-- START OF Provided records --

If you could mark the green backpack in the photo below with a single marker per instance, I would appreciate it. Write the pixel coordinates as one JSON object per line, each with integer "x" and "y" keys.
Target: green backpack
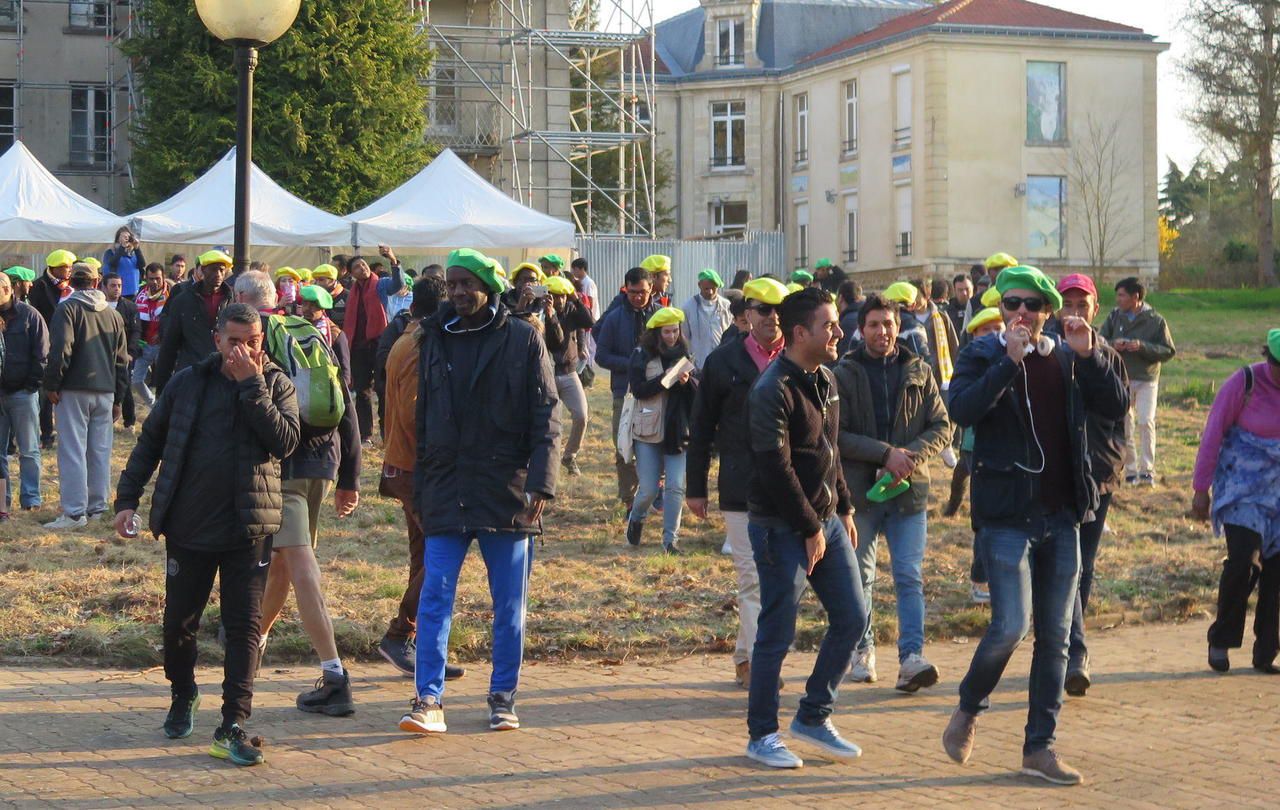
{"x": 301, "y": 351}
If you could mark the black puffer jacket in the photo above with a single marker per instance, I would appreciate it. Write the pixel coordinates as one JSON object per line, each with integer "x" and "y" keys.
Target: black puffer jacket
{"x": 720, "y": 422}
{"x": 982, "y": 397}
{"x": 270, "y": 431}
{"x": 476, "y": 460}
{"x": 794, "y": 420}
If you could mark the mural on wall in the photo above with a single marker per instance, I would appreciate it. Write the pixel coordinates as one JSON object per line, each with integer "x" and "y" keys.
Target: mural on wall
{"x": 1046, "y": 207}
{"x": 1046, "y": 103}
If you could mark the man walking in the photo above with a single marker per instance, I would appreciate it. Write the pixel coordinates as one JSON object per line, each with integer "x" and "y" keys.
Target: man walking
{"x": 487, "y": 451}
{"x": 86, "y": 379}
{"x": 218, "y": 434}
{"x": 190, "y": 316}
{"x": 707, "y": 316}
{"x": 1027, "y": 397}
{"x": 26, "y": 353}
{"x": 892, "y": 420}
{"x": 720, "y": 425}
{"x": 616, "y": 335}
{"x": 1143, "y": 341}
{"x": 801, "y": 527}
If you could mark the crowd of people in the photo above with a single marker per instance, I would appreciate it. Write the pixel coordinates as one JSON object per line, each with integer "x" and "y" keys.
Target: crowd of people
{"x": 257, "y": 393}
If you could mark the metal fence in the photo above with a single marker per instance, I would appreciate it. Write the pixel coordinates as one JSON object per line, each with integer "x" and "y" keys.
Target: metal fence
{"x": 609, "y": 259}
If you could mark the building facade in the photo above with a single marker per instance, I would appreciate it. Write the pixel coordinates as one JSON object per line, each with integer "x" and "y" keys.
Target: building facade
{"x": 915, "y": 138}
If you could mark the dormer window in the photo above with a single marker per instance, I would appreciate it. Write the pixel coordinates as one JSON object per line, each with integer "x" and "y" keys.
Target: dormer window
{"x": 730, "y": 42}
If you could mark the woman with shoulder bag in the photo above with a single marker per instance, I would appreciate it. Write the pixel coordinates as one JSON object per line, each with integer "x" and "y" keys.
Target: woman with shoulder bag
{"x": 662, "y": 380}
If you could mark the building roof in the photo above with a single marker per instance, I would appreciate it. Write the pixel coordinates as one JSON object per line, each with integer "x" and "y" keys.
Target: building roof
{"x": 979, "y": 14}
{"x": 787, "y": 31}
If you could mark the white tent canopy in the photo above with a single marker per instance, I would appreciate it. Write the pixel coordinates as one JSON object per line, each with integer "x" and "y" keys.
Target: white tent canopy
{"x": 448, "y": 205}
{"x": 36, "y": 206}
{"x": 204, "y": 213}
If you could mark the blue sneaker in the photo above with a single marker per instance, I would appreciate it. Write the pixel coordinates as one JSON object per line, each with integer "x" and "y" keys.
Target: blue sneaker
{"x": 826, "y": 737}
{"x": 769, "y": 750}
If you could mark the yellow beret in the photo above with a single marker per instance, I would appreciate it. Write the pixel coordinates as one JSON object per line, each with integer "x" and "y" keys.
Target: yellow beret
{"x": 991, "y": 315}
{"x": 60, "y": 259}
{"x": 901, "y": 292}
{"x": 560, "y": 285}
{"x": 657, "y": 264}
{"x": 997, "y": 261}
{"x": 766, "y": 291}
{"x": 666, "y": 316}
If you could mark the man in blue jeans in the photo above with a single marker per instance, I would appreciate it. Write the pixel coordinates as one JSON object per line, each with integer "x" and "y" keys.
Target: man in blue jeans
{"x": 800, "y": 521}
{"x": 1027, "y": 396}
{"x": 891, "y": 421}
{"x": 26, "y": 352}
{"x": 488, "y": 452}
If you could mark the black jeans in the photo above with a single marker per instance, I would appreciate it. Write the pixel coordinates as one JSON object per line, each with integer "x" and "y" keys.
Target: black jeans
{"x": 188, "y": 581}
{"x": 1239, "y": 576}
{"x": 364, "y": 360}
{"x": 1091, "y": 534}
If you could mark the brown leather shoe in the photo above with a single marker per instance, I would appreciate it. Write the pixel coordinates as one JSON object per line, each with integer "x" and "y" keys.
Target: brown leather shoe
{"x": 958, "y": 737}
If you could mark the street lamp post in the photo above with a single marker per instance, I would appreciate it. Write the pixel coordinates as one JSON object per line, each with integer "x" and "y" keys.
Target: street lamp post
{"x": 246, "y": 24}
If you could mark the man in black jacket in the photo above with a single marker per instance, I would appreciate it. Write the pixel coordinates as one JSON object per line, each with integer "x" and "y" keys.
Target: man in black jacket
{"x": 26, "y": 352}
{"x": 113, "y": 287}
{"x": 187, "y": 332}
{"x": 218, "y": 434}
{"x": 801, "y": 526}
{"x": 487, "y": 449}
{"x": 1027, "y": 398}
{"x": 720, "y": 424}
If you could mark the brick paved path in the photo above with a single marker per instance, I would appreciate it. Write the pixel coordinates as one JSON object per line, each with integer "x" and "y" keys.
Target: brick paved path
{"x": 1157, "y": 730}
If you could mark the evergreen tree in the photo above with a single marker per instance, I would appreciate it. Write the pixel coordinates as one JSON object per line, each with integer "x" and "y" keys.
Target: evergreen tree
{"x": 338, "y": 110}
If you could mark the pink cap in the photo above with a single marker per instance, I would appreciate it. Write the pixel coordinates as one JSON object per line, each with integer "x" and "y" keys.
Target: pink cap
{"x": 1078, "y": 280}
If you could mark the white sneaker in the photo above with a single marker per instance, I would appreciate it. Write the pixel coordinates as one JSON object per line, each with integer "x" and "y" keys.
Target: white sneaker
{"x": 915, "y": 673}
{"x": 65, "y": 521}
{"x": 864, "y": 667}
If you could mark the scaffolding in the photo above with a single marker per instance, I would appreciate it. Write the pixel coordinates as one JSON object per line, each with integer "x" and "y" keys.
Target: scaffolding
{"x": 558, "y": 99}
{"x": 100, "y": 106}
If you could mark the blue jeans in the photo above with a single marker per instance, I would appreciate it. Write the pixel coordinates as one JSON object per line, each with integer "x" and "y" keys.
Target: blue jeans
{"x": 650, "y": 465}
{"x": 1089, "y": 536}
{"x": 508, "y": 558}
{"x": 21, "y": 419}
{"x": 1033, "y": 573}
{"x": 781, "y": 562}
{"x": 906, "y": 538}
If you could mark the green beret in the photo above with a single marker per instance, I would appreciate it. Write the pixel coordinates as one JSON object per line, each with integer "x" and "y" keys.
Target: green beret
{"x": 318, "y": 296}
{"x": 1024, "y": 277}
{"x": 21, "y": 274}
{"x": 478, "y": 265}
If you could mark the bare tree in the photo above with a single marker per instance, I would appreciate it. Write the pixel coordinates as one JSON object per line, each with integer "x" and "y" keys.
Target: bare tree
{"x": 1235, "y": 65}
{"x": 1098, "y": 201}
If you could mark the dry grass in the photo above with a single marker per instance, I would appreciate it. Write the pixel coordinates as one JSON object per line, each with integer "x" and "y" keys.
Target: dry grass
{"x": 91, "y": 596}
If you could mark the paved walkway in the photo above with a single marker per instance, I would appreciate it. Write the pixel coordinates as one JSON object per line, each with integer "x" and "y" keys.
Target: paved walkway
{"x": 1157, "y": 730}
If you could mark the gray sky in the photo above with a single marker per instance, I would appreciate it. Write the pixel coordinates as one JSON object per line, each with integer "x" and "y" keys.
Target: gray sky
{"x": 1157, "y": 17}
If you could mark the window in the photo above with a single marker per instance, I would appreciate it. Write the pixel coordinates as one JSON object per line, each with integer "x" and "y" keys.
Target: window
{"x": 730, "y": 42}
{"x": 803, "y": 128}
{"x": 1046, "y": 213}
{"x": 851, "y": 117}
{"x": 91, "y": 126}
{"x": 903, "y": 218}
{"x": 85, "y": 14}
{"x": 903, "y": 109}
{"x": 728, "y": 216}
{"x": 803, "y": 234}
{"x": 850, "y": 228}
{"x": 8, "y": 114}
{"x": 1046, "y": 103}
{"x": 728, "y": 133}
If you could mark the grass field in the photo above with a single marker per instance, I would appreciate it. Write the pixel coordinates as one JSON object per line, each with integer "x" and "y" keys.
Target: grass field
{"x": 92, "y": 596}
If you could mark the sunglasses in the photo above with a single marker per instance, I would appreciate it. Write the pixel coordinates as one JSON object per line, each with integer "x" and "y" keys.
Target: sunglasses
{"x": 1032, "y": 303}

-- END OF Provided records --

Written task -> Only the lines from the one containing "If you could mark the grass" to the end of the records should be repeated, exactly as they appear.

Written response ->
If you could mark the grass field in the photo above with a single marker per instance, I would appreciate it. Write the pixel coordinates as one JSON object per line, each with integer "x" and "y" keys.
Target: grass field
{"x": 92, "y": 596}
If you could mark the sunglasses in the photo above with a single marker per instance, I would appreciate it. Write the pixel coordinates as one JSON object per line, each with integer "x" and "y" keys.
Target: sunglasses
{"x": 1032, "y": 303}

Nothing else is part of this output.